• Ejercicio propuesto A:
Responde según el texto sobre la novela de Natalia García Freire:
(i) ¿Con qué editorial publicó la autora su primera novela?
(ii) ¿Para qué medio seleccionó Jorge Carrión los mejores libros de 2019?
(iii) ¿De qué nacionalidad es Brenda Navarro, autora de Casas Vacías?
• Ejercicio propuesto B:
Resume en forma de lista el párrafo del texto sobre la novela de Natalia García Freire que comienza con "La cuencana Natalia García Freire (1991)", conservando sus datos principales.

El debut de Natalia García Freire está entre las mejores novelas de 2019
La cuencana Natalia García Freire (1991) lanzó este año su primera novela Nuestra piel muerta, con la editorial española La Navaja Suiza. Su libro fue comentado en diario El País por la escritora Marta Sanz, ganadora del Premio Herralde de Novela 2015, y consta entre los 12 mejores libros de 2019, seleccionados por el periodista y crítico literario Jorge Carrión para The New York Times.
Para Carrión, “los mejores libros de 2019 han sido escritos por mujeres”. Señala que “por demasiado tiempo, obras extraordinarias escritas por mujeres habían pasado desapercibidas. Este año, esa omisión sería imposible: la mejor producción literaria ha sido escrita por ellas”.
Carrión habla de la coincidencia narrativa que existe entre las obras de García, Ometierra, de la argentina Dolores Reyes, y Casas Vacías, de la mexicana Brenda Navarro.
“Los supervivientes narran heridas profundas, en los tres casos, en primera persona. La desaparición y la muerte son, para ellos, las otras dos dimensiones de la vida”, señala el periodista.
Sanz destaca que la obra de García es un poema narrativo y no un texto novelesco. “García Freire actúa a través de resortes narrativos, pero sobre todo define una atmósfera por medio de isotopías, campos semánticos recurrentes, que van forjando un espacio y un tiempo. En su interior se gesta el conflicto universal. Pero lo que más me gusta de estas páginas es que me puedo hundir en ellas como carne para escuchar las voces muertas de las que perdemos la memoria”.

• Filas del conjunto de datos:
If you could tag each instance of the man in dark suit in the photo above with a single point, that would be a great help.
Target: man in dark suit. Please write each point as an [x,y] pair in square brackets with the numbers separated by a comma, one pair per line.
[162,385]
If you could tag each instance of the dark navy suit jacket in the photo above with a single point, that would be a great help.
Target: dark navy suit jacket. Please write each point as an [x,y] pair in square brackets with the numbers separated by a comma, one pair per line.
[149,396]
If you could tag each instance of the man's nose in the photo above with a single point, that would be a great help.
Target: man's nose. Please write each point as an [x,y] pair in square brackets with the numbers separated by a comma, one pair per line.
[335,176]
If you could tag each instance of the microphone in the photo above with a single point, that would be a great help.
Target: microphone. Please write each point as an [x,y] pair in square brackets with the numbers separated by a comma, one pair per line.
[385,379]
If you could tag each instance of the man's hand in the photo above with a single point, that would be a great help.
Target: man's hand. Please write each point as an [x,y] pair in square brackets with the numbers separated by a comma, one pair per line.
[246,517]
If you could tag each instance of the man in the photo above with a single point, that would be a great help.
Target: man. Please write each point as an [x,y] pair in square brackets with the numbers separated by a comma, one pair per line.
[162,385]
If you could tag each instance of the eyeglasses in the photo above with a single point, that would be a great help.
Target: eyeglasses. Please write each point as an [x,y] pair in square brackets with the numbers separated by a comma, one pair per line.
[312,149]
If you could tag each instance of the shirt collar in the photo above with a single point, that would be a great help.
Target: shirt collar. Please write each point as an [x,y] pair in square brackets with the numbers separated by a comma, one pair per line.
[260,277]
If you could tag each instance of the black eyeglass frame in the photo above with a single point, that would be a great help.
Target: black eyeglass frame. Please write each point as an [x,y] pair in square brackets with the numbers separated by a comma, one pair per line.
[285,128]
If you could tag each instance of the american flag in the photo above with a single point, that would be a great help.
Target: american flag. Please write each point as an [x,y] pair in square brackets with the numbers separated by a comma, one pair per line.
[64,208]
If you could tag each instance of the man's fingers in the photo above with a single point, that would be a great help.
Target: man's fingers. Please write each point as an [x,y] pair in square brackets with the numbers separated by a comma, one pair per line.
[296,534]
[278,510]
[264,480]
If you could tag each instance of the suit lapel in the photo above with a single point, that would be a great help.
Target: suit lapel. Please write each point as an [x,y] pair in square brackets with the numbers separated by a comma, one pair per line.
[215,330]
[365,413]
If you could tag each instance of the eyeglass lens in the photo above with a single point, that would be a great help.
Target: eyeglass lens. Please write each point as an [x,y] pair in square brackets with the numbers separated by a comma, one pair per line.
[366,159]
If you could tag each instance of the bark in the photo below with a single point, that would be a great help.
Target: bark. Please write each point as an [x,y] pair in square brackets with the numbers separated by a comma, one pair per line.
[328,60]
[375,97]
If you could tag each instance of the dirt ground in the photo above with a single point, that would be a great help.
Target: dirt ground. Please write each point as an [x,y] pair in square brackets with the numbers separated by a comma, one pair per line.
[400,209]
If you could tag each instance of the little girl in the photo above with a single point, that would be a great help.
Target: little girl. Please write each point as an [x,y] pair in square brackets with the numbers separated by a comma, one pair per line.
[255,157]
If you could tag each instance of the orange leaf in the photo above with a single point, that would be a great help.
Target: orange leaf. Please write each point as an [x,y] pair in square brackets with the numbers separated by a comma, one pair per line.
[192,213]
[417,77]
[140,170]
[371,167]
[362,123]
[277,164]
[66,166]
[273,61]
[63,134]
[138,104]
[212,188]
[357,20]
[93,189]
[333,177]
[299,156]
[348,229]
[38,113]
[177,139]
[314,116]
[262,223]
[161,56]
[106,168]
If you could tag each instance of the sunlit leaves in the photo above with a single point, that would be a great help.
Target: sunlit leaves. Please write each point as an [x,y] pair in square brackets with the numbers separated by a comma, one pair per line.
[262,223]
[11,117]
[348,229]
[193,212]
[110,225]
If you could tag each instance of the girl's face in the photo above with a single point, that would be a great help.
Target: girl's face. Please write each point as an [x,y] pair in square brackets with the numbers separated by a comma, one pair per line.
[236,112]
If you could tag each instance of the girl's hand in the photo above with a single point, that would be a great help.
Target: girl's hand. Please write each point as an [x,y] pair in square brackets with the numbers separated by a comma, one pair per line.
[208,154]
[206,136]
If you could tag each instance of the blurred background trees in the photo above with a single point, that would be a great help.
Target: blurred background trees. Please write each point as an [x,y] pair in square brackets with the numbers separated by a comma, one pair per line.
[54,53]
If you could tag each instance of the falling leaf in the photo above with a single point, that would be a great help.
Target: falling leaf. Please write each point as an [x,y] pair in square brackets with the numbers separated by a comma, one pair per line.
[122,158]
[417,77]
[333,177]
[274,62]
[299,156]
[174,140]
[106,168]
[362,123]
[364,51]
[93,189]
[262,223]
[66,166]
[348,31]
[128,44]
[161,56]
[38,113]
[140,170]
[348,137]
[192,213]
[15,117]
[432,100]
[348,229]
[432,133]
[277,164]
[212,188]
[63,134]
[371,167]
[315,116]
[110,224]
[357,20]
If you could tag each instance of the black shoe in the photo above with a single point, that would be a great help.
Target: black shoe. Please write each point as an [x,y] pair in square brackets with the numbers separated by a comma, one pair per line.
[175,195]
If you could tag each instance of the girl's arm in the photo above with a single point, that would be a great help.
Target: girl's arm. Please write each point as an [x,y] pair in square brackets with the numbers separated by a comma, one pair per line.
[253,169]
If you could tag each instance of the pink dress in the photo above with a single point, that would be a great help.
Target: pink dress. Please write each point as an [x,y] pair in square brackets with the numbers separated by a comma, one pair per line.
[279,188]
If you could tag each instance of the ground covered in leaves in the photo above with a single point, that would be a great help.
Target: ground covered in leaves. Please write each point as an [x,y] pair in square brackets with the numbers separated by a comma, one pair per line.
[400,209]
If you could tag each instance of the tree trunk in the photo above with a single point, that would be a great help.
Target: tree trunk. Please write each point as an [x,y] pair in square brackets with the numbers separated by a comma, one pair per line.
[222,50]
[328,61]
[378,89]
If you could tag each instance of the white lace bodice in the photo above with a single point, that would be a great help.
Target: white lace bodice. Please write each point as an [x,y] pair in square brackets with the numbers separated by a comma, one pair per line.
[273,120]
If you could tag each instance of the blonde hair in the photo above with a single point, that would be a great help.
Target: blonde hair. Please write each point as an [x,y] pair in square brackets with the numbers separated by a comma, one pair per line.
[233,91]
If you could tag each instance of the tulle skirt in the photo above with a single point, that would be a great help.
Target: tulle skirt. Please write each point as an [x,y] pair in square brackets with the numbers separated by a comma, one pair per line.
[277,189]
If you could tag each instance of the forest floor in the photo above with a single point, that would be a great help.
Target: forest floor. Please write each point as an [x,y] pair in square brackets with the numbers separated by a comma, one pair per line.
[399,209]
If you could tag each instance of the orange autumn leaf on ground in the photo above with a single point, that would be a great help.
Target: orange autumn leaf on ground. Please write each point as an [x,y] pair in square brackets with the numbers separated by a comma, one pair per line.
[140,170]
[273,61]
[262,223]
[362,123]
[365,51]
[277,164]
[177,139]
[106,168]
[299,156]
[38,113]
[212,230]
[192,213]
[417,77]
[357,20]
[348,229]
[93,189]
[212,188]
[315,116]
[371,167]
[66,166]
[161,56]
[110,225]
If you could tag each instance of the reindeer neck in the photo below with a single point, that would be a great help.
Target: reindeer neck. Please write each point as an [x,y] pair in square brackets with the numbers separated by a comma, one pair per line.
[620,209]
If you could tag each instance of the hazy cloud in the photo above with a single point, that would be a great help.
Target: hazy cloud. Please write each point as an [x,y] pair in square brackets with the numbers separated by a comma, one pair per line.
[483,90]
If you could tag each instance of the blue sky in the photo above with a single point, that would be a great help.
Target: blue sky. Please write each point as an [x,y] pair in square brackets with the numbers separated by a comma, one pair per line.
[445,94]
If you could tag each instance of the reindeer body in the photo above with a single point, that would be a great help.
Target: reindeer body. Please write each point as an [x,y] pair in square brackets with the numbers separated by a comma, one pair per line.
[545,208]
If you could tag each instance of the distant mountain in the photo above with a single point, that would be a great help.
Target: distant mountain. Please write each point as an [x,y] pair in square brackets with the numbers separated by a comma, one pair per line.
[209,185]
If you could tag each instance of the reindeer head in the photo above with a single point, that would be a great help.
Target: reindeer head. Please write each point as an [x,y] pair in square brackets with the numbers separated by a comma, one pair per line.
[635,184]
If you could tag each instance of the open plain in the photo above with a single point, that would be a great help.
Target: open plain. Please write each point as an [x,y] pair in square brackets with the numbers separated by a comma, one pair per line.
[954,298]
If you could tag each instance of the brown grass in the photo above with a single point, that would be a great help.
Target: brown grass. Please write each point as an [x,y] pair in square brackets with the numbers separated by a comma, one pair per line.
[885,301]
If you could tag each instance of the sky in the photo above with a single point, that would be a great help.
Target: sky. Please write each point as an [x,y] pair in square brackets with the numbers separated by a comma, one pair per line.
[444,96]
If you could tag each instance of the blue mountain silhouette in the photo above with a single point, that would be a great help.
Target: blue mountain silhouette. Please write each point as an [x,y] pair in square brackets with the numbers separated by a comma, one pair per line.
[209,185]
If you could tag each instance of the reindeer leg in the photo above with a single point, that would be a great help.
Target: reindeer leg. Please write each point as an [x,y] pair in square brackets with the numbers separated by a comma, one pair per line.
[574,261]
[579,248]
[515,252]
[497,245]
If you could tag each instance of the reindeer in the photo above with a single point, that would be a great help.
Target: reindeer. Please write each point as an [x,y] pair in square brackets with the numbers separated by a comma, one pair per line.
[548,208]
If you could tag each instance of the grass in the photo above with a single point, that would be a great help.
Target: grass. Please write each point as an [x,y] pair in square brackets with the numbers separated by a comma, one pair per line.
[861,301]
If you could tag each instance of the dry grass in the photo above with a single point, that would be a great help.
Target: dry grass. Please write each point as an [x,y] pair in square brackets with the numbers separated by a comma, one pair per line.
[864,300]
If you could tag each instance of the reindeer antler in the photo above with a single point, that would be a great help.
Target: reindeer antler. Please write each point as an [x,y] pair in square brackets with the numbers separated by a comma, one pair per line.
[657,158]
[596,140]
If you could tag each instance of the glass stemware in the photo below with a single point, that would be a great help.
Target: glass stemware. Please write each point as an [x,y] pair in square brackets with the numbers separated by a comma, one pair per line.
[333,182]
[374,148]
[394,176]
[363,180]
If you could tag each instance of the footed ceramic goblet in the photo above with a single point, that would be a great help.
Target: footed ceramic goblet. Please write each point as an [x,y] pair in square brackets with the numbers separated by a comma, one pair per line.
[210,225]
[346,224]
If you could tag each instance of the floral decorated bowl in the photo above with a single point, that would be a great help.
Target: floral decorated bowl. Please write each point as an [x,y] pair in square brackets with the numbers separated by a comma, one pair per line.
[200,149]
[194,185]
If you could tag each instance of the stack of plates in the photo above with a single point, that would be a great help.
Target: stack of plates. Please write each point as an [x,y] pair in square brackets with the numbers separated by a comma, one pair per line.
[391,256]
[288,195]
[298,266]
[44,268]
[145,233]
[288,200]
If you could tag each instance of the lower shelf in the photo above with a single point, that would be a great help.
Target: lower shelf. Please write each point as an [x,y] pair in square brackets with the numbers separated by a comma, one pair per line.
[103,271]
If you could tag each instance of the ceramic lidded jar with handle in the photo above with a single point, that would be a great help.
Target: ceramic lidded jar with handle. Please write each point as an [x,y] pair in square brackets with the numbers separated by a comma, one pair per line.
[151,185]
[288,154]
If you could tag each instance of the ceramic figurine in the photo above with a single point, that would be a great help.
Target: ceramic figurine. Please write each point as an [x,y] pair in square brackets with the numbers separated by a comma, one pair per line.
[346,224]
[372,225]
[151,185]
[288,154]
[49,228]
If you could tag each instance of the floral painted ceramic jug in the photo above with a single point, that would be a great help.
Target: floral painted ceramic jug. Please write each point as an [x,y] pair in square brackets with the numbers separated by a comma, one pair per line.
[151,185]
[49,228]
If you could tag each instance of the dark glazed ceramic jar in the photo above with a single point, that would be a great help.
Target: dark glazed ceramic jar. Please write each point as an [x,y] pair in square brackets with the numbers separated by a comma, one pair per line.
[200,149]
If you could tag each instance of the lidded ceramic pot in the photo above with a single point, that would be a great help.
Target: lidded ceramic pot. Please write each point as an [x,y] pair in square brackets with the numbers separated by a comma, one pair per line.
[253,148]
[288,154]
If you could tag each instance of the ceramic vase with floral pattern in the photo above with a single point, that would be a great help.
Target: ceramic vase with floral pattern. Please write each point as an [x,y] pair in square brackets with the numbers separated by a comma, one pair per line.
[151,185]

• Respuesta esperada A:
(i) Con la editorial española La Navaja Suiza.
(ii) Para The New York Times.
(iii) Es mexicana.

• Respuesta esperada B:
- Natalia García Freire, nacida en Cuenca en 1991, publicó este año su primera novela, Nuestra piel muerta.
- La editó la editorial española La Navaja Suiza.
- Marta Sanz, ganadora del Premio Herralde de Novela 2015, comentó el libro en el diario El País.
- Figura entre los 12 mejores libros de 2019 elegidos por el periodista y crítico literario Jorge Carrión para The New York Times.